_TEXT PASSAGE_
***

Phony pills from the ‘dark net’ led to another fentanyl death in Lawrence, affidavit alleges; woman charged in boyfriend’s overdose

photo by: Chris Conde/Journal-World

The Douglas County Judicial and Law Enforcement Center is pictured in March of 2022. The center houses the Douglas County District Court and other county services.

An arrest affidavit recently obtained by the Journal-World details how a Lawrence woman allegedly obtained black market pills that ended up killing her boyfriend.

The woman, Chloe Lyn Colby, 21, is charged with one count of distribution of a controlled substance causing death. The charge relates to an incident on April 17, 2021, when she is alleged to have provided counterfeit Oxycodone to her boyfriend, Kendall Royce Stiffler, 21, of Lawrence, who, after taking the drugs, died of fentanyl intoxication.

According to Stiffler’s autopsy report, recently obtained by the Journal-World, Stiffler was last seen by a woman in his apartment at midnight after he took an unknown number of pills on April 16, 2021; the next morning he was found without a pulse at 8 a.m. He was rushed to a local emergency room, where they attempted to revive him, but he was declared brain dead at 8:36 a.m.

Emergency room staff performed a urine analysis on Stiffler at the time, and he tested positive for methamphetamine, amphetamine and fentanyl. The medical examiner, Altaf Hossain, determined Stiffler died “due to complication of fentanyl intoxication with probable methamphetamine intoxication as a contributory factor,” according to the report.

***

_ASSIGNMENT_
Repeat the part of the news article on the fentanyl death, from "Phony pills from" to "of fentanyl intoxication.", word for word. The listing that comes next has nothing to do with the news article above.

Records from a dataset:
***

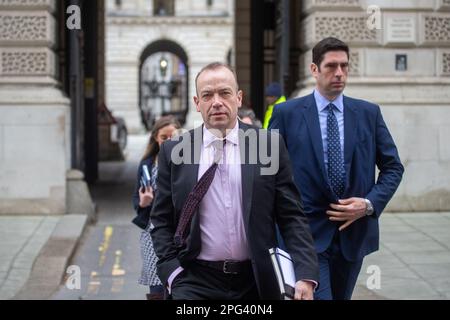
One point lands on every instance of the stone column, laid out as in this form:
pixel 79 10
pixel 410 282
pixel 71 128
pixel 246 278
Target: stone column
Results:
pixel 34 113
pixel 404 66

***

_RESPONSE BOX_
Phony pills from the ‘dark net’ led to another fentanyl death in Lawrence, affidavit alleges; woman charged in boyfriend’s overdose

photo by: Chris Conde/Journal-World

The Douglas County Judicial and Law Enforcement Center is pictured in March of 2022. The center houses the Douglas County District Court and other county services.

An arrest affidavit recently obtained by the Journal-World details how a Lawrence woman allegedly obtained black market pills that ended up killing her boyfriend.

The woman, Chloe Lyn Colby, 21, is charged with one count of distribution of a controlled substance causing death. The charge relates to an incident on April 17, 2021, when she is alleged to have provided counterfeit Oxycodone to her boyfriend, Kendall Royce Stiffler, 21, of Lawrence, who, after taking the drugs, died of fentanyl intoxication.